* _EXERCICES À TRAITER_:
(A) Dans la critique du film de Christophe Vincent, quelle actrice joue Hortense ?
(B) Reprenez la critique du film de Christophe Vincent à la suite de sa dernière phrase.

* _BLOC DE TEXTE_:
"""

Pour qualifier
l’impression qu’a produite sur nous ce long-métrage, osons adapter quelques expression
archi-connues à notre sauce :
« le plat ne fait pas le moine », « tant va le met à la cuisson, qu’à la fin, il brûle »
ou encore « il faut se méfier d’Hortense »…
Ces trois
détournements résument à notre sens les principales défauts de la réalisation
de Christophe Vincent : un pitch excellent qui, après avoir donné l’eau à la bouche aux
spectateurs, finit par y tomber (à l’eau) ; une orientation narrative
voulue et rythmée par un faux suspense dont la chute, longuement attendue,
déçoit ; enfin, un personnage principal dont la biographie bancale
surprend avant de laisser dubitatif.
Pourtant, et
c’est peut-être cet aspect qu’il faudrait le plus regretter, le synopsis de la production possédait en son
sein pléthore d’excellents ingrédients qui, correctement exploités, auraient
été à même de rassasier les yeux du public le plus ventru (ou exigeant, c’est
selon). Et le soufflé inoubliable qu’on
était en droit d’attendre de rester désespérément plat au moment où les
lumières réapparaissent dans la salle.
Le film touchait
en effet à un fantasme, au saint des saints : le palais de l’Élysée et son
quotidien. Qui donc ne s’est jamais demandé comment la vie s’organisait en ce
lieu chargé d’histoire, et in extenso,
comment le président français évoluait jour après jour dans ces murs ? Ces questions trouvent des éléments de réponse
dans le long-métrage qui, bien loin de se muer en un documentaire lambda qu’il
n’est pas, puise son originalité dans un angle d’attaque particulièrement à la
mode : la cuisine. Et d’emblée, on devine cette dernière faramineuse,
compte tenu du rang du propriétaire des lieux.
Il est vrai que
tant d’un point de vue technique que spatial, les fourneaux présidentiels
s’avèrent tout simplement impressionnants avec leur organisation en double
partie : on a ainsi d’un côté le service dédié au palais lui-même, temple
gastronomique où technique et démonstratif
sont les maître-mots. De l’autre, la cuisine personnelle du Président de
la République, où Hortense (Catherine Frot) professe seule en compagnie d’un
commis acquis à sa cause, un territoire où la nostalgie des recettes d’antan et
les produits du terroir font figure de lois immuables pour les vénérables
casseroles de cuivre. Cette opposition, qui débouchera sur une rivalité
profonde, n’est cependant pas la seule du long-métrage.

"""

* _JEU DE DONNÉES_:

"""

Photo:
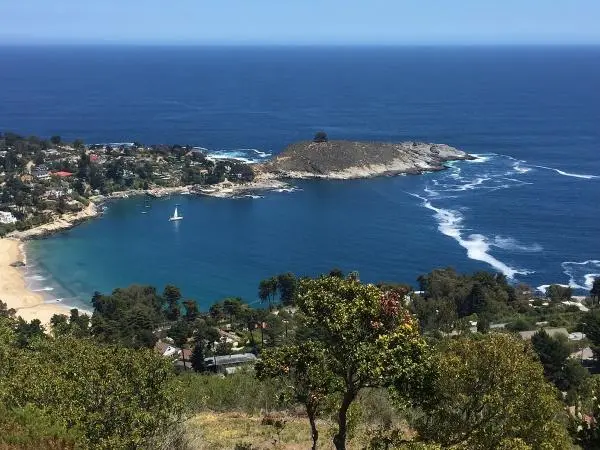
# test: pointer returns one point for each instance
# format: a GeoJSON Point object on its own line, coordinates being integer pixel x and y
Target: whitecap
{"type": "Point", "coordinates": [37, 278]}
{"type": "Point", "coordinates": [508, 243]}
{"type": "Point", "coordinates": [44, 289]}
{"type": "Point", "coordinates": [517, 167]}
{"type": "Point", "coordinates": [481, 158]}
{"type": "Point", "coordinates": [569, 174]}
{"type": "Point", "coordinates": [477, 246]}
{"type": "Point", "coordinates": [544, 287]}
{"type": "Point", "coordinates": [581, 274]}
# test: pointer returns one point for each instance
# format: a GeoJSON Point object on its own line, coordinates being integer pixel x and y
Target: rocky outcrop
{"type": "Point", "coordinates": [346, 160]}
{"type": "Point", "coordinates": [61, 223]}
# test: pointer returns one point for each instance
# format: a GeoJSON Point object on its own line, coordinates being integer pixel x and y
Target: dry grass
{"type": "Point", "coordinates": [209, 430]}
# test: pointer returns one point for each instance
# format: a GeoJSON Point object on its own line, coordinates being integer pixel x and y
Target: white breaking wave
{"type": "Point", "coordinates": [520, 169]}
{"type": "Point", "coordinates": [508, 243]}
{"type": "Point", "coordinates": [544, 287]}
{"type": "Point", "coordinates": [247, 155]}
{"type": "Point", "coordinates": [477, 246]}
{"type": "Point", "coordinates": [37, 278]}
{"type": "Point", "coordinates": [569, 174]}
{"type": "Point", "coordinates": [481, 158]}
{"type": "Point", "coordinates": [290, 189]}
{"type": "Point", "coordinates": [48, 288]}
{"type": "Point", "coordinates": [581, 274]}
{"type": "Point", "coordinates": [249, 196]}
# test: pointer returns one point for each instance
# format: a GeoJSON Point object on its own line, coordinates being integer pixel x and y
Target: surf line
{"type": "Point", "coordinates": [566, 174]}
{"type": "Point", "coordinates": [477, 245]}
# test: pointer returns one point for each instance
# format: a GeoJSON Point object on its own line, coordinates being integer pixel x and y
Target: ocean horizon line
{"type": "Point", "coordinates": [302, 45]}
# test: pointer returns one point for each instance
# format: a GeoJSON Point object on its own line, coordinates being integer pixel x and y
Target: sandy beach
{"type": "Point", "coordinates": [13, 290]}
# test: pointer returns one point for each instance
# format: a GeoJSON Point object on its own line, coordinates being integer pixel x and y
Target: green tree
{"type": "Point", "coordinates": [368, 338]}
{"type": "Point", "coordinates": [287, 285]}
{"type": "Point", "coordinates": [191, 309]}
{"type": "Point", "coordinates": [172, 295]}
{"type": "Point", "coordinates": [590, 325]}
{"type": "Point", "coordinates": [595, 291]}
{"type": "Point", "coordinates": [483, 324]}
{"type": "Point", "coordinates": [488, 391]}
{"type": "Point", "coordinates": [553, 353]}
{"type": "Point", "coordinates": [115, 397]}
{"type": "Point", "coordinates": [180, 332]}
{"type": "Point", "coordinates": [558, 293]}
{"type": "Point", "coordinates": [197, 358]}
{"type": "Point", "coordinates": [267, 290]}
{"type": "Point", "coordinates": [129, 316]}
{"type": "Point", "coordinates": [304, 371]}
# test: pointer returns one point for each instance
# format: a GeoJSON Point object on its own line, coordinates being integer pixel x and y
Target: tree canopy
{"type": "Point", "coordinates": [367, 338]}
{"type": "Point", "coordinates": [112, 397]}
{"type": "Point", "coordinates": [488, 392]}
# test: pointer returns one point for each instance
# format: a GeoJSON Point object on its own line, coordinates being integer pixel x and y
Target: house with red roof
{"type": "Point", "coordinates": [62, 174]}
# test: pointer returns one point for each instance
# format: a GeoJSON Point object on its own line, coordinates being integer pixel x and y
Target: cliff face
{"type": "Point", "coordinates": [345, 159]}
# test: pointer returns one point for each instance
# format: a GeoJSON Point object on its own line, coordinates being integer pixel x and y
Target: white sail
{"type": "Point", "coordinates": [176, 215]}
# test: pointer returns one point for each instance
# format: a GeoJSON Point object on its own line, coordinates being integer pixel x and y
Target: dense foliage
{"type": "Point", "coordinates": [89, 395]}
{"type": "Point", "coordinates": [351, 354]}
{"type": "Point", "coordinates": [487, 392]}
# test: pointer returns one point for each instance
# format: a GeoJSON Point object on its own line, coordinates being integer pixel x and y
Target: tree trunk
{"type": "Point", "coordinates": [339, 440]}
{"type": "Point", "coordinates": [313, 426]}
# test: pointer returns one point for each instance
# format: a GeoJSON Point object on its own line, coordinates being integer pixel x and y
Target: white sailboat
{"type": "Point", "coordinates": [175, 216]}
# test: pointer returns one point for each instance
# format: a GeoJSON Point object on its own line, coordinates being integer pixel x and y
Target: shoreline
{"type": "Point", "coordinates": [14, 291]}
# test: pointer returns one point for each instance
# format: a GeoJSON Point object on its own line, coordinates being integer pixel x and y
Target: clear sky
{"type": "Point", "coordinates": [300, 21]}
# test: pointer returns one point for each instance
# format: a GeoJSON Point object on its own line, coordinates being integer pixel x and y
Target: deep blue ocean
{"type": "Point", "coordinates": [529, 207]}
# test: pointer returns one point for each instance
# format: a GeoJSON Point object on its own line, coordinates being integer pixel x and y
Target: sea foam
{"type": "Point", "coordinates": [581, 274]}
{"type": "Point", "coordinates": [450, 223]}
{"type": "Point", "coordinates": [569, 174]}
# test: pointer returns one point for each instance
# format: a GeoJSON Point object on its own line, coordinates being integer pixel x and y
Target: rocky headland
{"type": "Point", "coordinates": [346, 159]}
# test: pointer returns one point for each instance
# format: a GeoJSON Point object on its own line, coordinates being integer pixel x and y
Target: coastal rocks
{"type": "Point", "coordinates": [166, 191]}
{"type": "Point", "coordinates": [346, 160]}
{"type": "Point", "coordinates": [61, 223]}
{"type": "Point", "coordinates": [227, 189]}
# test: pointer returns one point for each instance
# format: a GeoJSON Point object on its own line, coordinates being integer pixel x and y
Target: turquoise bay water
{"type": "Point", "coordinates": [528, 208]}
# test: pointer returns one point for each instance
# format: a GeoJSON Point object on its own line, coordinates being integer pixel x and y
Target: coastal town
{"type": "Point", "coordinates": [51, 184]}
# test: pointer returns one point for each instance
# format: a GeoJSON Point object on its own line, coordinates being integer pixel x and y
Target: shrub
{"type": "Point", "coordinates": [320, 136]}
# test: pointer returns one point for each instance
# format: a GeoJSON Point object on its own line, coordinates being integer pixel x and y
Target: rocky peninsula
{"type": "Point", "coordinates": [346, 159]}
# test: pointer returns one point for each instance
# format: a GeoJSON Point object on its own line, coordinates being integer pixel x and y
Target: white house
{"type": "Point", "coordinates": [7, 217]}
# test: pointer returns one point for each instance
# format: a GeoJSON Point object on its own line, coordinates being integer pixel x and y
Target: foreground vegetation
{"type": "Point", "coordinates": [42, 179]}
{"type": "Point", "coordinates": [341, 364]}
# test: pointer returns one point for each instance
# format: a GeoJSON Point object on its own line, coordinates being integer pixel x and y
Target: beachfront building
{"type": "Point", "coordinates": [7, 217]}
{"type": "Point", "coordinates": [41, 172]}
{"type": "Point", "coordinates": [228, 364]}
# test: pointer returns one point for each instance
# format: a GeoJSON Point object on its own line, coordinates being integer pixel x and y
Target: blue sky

"""
"""

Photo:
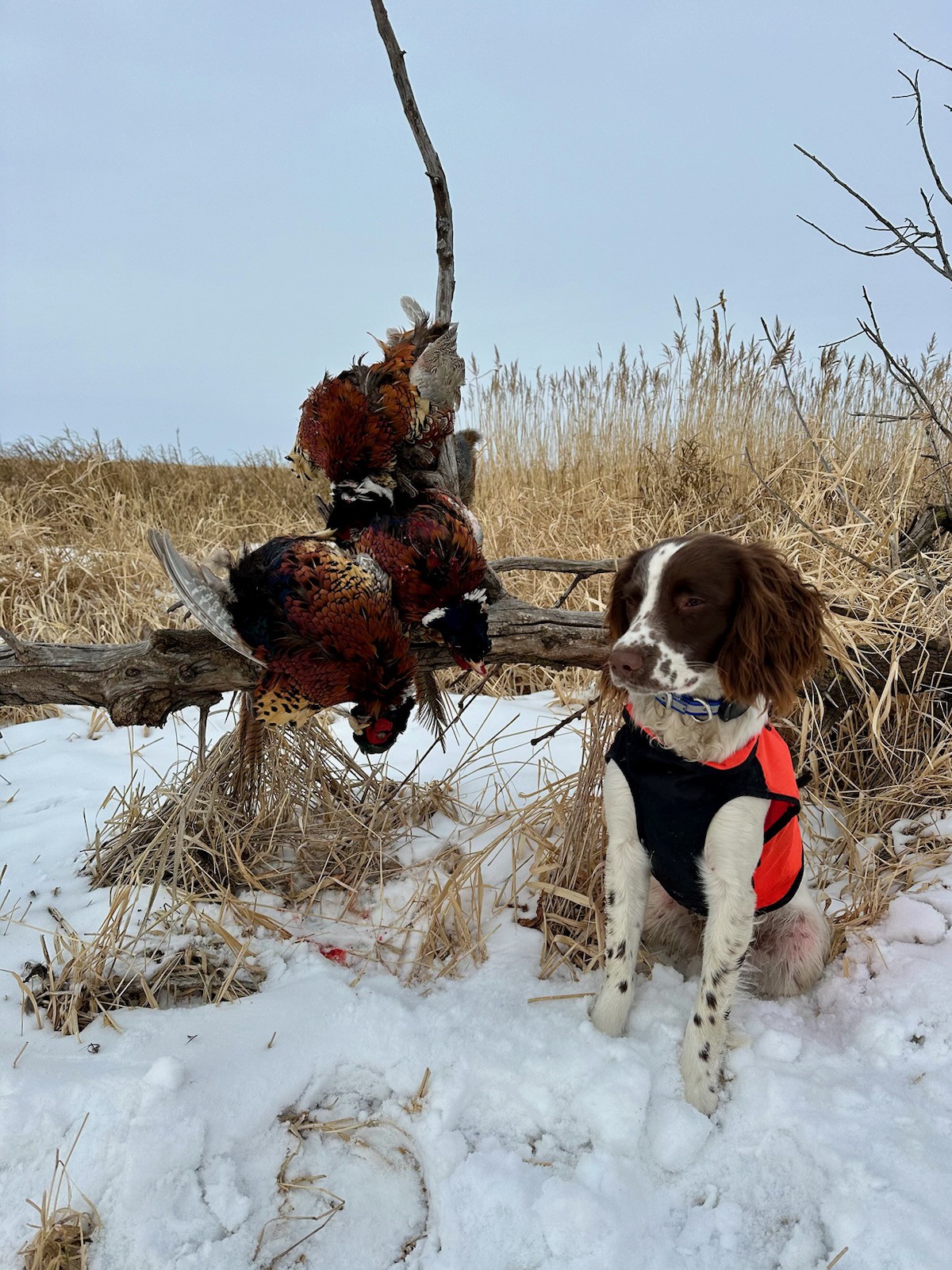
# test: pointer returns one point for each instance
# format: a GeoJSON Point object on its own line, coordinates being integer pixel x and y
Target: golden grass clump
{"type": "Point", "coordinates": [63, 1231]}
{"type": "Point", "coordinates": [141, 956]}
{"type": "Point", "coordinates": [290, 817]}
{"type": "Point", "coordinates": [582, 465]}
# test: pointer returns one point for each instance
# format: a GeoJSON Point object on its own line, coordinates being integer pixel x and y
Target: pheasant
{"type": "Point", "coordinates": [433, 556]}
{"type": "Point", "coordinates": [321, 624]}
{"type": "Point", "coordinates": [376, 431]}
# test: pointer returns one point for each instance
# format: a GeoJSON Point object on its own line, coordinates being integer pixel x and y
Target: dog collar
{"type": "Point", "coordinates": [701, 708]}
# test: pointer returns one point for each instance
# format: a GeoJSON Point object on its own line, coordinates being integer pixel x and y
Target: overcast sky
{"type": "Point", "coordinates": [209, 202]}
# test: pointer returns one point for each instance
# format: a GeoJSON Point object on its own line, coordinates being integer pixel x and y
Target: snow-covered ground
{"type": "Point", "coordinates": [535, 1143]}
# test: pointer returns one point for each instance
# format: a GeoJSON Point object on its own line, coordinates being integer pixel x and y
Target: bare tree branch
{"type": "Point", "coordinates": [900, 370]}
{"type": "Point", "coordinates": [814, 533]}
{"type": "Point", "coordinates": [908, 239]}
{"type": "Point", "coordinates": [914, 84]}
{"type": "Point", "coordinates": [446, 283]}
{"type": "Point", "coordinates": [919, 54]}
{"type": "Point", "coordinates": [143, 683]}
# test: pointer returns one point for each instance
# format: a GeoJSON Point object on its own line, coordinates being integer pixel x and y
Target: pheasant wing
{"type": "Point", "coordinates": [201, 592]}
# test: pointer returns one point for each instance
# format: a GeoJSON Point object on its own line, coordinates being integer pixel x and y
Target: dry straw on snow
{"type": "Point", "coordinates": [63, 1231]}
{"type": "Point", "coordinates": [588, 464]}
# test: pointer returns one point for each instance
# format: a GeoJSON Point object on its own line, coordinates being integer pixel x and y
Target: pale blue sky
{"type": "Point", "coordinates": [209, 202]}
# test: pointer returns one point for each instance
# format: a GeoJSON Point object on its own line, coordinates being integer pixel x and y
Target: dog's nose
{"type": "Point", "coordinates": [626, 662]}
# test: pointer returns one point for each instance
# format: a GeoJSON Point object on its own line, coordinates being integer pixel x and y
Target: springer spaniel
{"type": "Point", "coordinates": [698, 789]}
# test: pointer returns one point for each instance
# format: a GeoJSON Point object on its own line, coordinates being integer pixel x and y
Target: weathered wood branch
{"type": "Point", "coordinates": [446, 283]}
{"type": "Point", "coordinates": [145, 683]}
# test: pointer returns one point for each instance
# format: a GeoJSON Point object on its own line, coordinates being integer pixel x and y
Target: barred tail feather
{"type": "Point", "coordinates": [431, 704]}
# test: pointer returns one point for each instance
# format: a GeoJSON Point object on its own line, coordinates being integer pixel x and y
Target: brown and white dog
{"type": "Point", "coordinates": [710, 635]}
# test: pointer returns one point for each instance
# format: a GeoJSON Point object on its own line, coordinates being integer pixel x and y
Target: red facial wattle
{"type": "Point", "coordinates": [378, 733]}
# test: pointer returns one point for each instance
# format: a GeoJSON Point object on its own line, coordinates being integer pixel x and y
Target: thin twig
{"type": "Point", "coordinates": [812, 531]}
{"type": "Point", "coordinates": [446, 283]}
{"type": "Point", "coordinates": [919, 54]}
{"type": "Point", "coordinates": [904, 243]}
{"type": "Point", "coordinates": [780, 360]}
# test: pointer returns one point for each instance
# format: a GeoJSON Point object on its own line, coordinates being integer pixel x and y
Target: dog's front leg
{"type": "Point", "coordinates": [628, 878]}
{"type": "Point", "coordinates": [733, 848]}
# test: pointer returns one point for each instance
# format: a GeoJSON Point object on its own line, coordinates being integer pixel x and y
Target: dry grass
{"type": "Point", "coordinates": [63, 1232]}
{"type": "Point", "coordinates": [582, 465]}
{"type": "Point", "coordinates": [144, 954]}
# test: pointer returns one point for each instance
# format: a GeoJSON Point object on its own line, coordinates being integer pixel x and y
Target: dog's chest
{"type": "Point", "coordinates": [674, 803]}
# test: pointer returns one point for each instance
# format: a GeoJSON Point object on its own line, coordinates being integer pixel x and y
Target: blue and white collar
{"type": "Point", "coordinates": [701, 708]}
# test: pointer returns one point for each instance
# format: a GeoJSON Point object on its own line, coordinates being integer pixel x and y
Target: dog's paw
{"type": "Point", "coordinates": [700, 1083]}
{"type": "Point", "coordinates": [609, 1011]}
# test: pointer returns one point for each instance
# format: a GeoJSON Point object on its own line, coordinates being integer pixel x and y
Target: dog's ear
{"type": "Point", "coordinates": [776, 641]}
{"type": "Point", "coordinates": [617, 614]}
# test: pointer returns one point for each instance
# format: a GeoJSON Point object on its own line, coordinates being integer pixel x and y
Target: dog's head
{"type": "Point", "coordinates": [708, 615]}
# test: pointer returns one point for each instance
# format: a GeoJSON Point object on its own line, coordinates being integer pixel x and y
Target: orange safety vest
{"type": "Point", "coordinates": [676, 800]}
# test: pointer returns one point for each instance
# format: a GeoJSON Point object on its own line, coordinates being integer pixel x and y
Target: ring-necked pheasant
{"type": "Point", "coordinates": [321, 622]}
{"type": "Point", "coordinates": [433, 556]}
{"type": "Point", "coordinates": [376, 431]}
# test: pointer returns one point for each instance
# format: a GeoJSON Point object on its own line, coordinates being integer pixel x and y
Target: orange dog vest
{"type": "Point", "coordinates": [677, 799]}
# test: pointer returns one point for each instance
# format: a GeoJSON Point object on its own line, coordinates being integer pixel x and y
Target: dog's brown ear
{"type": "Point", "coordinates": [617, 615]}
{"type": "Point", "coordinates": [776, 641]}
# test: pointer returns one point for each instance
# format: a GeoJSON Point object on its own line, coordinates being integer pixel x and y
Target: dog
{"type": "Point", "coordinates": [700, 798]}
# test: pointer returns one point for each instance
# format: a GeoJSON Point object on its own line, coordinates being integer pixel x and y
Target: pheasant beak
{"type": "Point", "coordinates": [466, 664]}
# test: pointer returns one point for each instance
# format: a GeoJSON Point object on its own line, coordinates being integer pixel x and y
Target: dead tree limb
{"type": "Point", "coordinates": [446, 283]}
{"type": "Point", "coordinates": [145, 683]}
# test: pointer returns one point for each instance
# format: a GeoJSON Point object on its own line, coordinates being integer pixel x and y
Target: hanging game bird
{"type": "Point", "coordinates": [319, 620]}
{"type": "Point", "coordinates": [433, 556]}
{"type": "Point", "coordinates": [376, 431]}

"""

* _RÉPONSES AUX CONSIGNES_:
(A) Catherine Frot.

(B)
En effet, la
narration du destin de l’héroïne est évoquée non pas de manière linéaire mais
dichotomique, l’intrigue oscillant de fait entre deux tableaux tout au long du
film, l’un étant centré d’une part sur le vécu d’Hortense à l’Elysée et l’autre
sur son existence après cette expérience, alors qu’elle s’apprête à quitter son
emploi de cantinière dans une base française de l’Arctique. La justification de
ce constant va-et-vient tient en une seule interrogation chargée de tenir
l’auditoire en haleine : quelles sont les raisons qui l’ont poussé à
abandonner le premier travail au profit du second ?
Et c’est une
fois que cette question est posée que l’ensemble de la recette commence à
sentir le roussi.
Premièrement, à
cause de la nature-même du film qui, hormis de manière sporadique, refuse toute
forme d’action réellement palpitante. Son déroulement se fait ainsi de manière
narrative pour ne pas dire contemplative : on assiste simplement à une
tranche de vie dans toute sa banalité et sa fascination. Quels que soient les
gourmets, on ne verra Hortense que courir, conduire, sélectionner ses produits
et cuisiner. Rien de plus. Au final, cette dimension narrative (dé)tonne et
peine à véritablement convaincre car mal amenée et mal construite.
Deuxièmement, à
cause de l’orientation très franco-française donnée à l’ensemble : on
célèbre la qualité des aliments la France et un art culinaire que l’on regrette
d’avoir perdu. Ce parti-pris, s’il n’est pas dérangeant en soi et peut même
faire s’esquisser des sourires (notamment à travers la prose poétique des
livres de recettes du siècle dernier), devient néanmoins agaçant à force d’être
martelé sans cesse. Il touche même au ridicule dans les répliques de Jean
d’Ormesson (vieil académicien vénérable propulsé présidentiable par la magie du
septième art) dont la diction forcée et chevrotante, garante d’une langue
française des plus parfaites, ne donne pas envie de rêver de cet âge d’or
révolu mais plutôt de le chasser à grands coups de balai.
Cette célébration
du passé, déjà sérieusement décrédibilisée, s’apparente à un naufrage complet
lorsque l’on découvre les motivations du départ d’Hortense : un changement
radical à la tête de la hiérarchie de l’Élysée …et la mise à la diète du
Président ! Trop chère et trop grasse, la cuisine traditionnelle du
personnage principal ne peut s’adapter aux prescriptions sévères des médecins
et du comptable. Et Catherine Frot, droite dans ses talons, de quitter ce
palais où ses saveurs ne peuvent plus s’exprimer librement pour d’autres cieux.
Et le long-métrage de prendre les allures de cet éternel cliché qui oppose la
méchante société industrialisée à la pureté de la tradition d’antan. Sans
finesse, ni assaisonnement. Dans cette
optique, doit-on réellement s’étonner de l’exil de l’héroïne en Antarctique,
une terre vierge et pure où l’introduction de tout élément moderne est vouée à
l’échec (cf. l’équipe de télévision) ?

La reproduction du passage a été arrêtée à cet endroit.